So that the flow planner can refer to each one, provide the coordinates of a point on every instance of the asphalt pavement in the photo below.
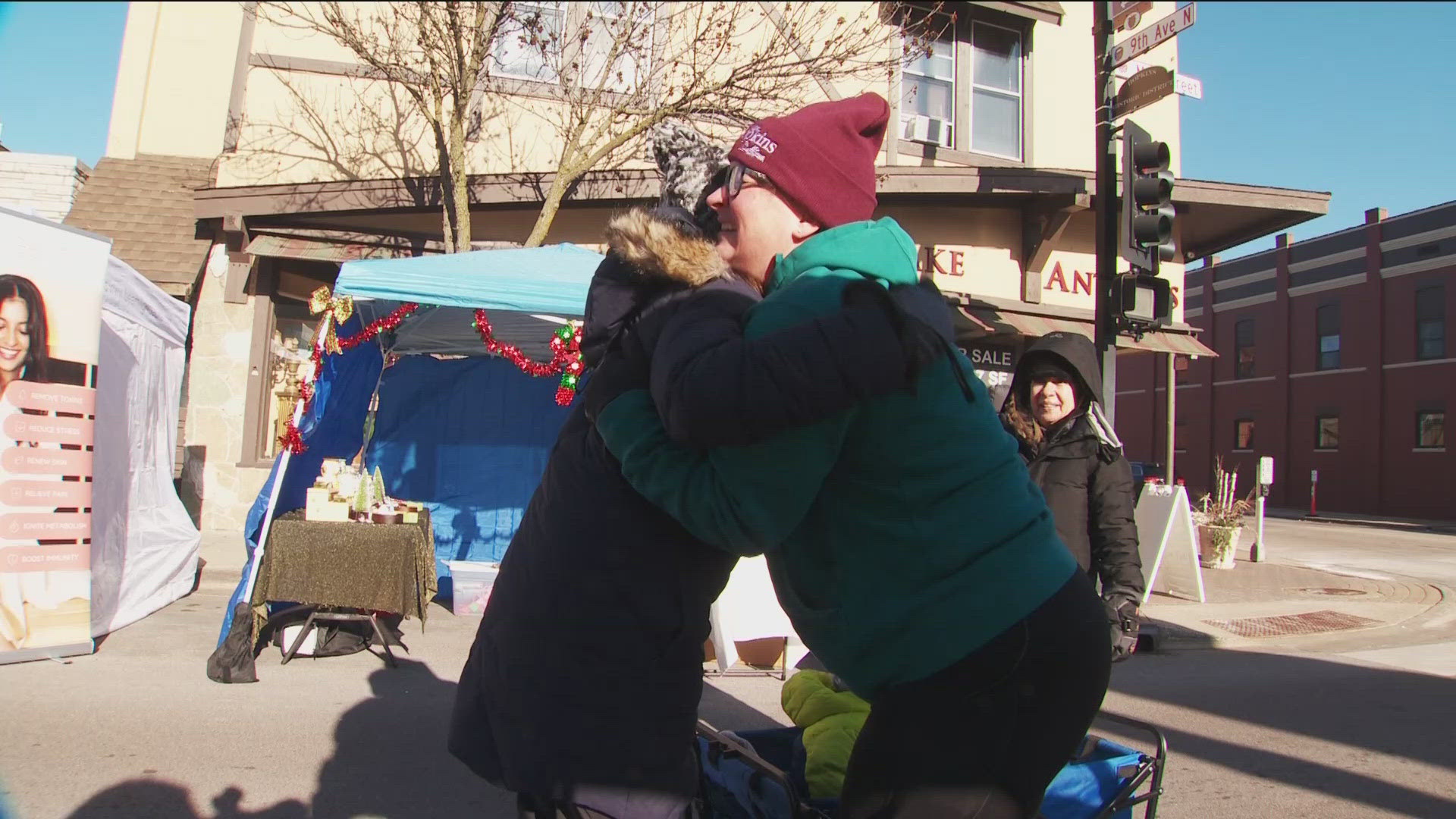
(1260, 726)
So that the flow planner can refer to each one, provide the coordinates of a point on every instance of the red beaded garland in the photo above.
(565, 347)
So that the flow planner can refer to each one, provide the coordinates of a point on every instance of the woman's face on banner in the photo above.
(15, 337)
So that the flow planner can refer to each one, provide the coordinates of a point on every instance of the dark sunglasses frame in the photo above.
(733, 183)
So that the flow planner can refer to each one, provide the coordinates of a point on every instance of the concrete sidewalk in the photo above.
(1277, 605)
(1373, 521)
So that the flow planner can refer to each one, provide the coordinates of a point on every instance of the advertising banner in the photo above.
(52, 284)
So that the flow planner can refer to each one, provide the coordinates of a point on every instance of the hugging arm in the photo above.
(715, 388)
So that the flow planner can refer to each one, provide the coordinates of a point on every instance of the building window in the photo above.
(1430, 430)
(977, 76)
(1327, 431)
(928, 96)
(1327, 330)
(1244, 349)
(1430, 322)
(1244, 433)
(995, 91)
(530, 41)
(289, 347)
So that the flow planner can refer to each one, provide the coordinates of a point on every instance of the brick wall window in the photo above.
(1327, 333)
(1327, 431)
(1244, 435)
(1430, 322)
(1430, 430)
(1244, 349)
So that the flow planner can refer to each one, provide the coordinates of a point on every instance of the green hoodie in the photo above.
(902, 534)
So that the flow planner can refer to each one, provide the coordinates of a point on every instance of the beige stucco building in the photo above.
(273, 136)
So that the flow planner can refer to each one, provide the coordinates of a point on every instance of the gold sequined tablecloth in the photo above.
(388, 567)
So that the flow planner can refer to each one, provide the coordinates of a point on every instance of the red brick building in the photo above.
(1334, 356)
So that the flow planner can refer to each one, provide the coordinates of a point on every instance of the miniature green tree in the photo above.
(362, 497)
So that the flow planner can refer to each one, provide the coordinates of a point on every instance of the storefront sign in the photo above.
(941, 261)
(1082, 283)
(50, 279)
(995, 365)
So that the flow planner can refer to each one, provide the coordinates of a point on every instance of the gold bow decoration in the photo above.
(335, 312)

****************

[REQUIREMENTS] Write out as a numbered list the lines from the one containing "tablecloth in the photo above." through the final line above, inclusive, omitting any blank lines.

[TASK OUTPUT]
1. So that the flow planner can refer to each one, provide the coordinates of a point on every instance of the gold sequined tablecloth in the photo above.
2. (388, 567)
3. So that the flow planner can refer to each one, provide the coordinates of a point on every instance of the red brick building in the photo above.
4. (1334, 356)
5. So that the flow planner can refer to each one, provide the coordinates of a point on every instance of the miniature green tree in the photo above.
6. (362, 497)
7. So that the flow planner can refer to each one, provide the coordinates of a point on every instance of the storefront sign in the photo above.
8. (941, 261)
9. (1082, 283)
10. (50, 279)
11. (995, 365)
12. So that the flow planner can refer to each one, provide the coordinates of a point on every instance of the gold bow decoration in the photo above.
13. (335, 312)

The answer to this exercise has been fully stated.